Lay out the lines below, starting at the one that contains "job: trace every instance of the sky" and ending at the one that contains "[(160, 73), (159, 65), (159, 0), (0, 0), (0, 73)]", as a Markdown table with the columns Row and Line. Number each row and leave out any blank lines.

──────────

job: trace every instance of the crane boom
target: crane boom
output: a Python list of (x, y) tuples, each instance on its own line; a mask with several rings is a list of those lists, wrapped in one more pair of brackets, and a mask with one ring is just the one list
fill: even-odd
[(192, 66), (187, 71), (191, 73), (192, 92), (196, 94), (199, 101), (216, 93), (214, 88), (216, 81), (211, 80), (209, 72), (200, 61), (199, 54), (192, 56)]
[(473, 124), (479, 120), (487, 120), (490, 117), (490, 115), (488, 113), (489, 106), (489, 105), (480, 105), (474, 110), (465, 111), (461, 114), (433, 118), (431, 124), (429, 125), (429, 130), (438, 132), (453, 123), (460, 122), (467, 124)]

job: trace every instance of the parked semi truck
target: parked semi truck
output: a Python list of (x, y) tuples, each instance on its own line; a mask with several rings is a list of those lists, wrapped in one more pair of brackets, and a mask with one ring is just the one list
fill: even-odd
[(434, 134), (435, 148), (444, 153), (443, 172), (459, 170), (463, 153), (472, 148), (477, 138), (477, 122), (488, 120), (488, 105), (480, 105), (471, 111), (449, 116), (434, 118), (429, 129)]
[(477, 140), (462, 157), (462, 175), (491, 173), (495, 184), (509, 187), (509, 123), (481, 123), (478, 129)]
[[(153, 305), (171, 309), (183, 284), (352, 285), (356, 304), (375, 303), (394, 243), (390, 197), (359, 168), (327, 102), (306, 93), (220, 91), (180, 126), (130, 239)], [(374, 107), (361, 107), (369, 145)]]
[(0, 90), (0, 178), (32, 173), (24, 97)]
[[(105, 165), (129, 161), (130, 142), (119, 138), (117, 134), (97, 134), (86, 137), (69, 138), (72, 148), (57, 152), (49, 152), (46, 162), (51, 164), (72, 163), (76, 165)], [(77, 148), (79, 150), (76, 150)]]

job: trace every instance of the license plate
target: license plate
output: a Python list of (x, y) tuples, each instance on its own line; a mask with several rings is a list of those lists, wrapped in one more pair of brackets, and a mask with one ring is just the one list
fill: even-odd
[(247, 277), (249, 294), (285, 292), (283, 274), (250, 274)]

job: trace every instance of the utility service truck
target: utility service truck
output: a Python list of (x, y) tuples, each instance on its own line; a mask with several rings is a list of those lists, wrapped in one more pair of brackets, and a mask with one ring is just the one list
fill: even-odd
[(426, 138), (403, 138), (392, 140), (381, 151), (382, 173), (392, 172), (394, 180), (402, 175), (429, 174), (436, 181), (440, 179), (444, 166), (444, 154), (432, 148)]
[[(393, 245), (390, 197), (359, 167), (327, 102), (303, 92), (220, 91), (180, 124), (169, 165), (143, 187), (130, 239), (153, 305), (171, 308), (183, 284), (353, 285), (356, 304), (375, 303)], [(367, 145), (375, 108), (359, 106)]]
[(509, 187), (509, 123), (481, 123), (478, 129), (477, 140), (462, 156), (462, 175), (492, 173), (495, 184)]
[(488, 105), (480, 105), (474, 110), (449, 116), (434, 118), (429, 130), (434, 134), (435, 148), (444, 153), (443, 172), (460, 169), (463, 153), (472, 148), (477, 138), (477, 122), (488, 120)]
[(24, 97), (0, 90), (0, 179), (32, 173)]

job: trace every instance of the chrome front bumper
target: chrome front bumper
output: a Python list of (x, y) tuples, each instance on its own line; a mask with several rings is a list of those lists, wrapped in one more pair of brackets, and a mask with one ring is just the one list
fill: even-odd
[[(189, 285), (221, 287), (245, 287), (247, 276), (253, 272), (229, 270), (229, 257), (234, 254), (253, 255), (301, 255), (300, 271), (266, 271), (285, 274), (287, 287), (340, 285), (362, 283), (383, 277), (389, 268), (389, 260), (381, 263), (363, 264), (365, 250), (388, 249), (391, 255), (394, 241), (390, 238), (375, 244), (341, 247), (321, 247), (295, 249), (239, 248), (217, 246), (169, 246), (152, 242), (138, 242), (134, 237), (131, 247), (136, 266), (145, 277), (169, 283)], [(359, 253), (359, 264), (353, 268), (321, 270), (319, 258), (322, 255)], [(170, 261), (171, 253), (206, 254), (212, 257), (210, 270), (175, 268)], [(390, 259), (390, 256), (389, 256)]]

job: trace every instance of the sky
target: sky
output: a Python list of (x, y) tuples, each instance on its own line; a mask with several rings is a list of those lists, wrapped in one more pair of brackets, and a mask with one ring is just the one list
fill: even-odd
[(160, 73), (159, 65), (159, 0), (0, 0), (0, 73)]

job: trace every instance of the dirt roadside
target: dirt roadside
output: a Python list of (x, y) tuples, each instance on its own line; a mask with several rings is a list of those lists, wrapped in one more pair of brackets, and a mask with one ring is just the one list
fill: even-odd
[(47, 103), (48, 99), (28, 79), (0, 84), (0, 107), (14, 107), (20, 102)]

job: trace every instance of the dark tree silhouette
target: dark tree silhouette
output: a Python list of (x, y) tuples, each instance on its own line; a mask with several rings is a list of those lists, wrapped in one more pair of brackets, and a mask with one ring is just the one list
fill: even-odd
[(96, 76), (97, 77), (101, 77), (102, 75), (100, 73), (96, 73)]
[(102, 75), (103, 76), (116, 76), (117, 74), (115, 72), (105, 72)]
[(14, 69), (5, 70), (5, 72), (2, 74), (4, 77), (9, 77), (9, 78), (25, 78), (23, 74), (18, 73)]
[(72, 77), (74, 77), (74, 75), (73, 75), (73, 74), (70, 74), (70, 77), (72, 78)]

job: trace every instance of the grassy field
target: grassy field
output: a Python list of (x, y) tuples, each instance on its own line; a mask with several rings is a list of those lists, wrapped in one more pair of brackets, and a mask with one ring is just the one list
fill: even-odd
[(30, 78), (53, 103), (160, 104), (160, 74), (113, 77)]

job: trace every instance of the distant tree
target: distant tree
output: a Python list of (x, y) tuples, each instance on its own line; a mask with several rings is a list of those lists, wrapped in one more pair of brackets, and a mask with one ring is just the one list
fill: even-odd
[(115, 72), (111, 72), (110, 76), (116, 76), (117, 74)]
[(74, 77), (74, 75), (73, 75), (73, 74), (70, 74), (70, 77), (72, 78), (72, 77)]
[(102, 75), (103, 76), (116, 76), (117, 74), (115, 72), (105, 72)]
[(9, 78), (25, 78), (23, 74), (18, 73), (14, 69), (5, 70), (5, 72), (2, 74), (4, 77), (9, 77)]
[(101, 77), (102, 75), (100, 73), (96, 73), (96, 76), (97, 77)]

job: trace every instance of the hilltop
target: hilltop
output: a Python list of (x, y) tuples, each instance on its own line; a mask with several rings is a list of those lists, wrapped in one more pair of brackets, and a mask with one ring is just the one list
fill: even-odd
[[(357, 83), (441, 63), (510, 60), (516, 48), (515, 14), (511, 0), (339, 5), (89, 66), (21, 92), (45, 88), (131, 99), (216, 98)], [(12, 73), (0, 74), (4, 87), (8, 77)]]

──────────

## [Response to this task]
| Row | Line |
|---|---|
| 1 | job: trace every instance of the sky |
| 2 | target: sky |
| 3 | output: a Python list of (x, y) tuples, each instance on its own line; a mask with several rings is a list of those lists, wrapped in one more pair of brackets, and a mask with one ring is just the one list |
| 4 | fill: even-odd |
| 5 | [(160, 73), (159, 65), (159, 0), (0, 0), (0, 73)] |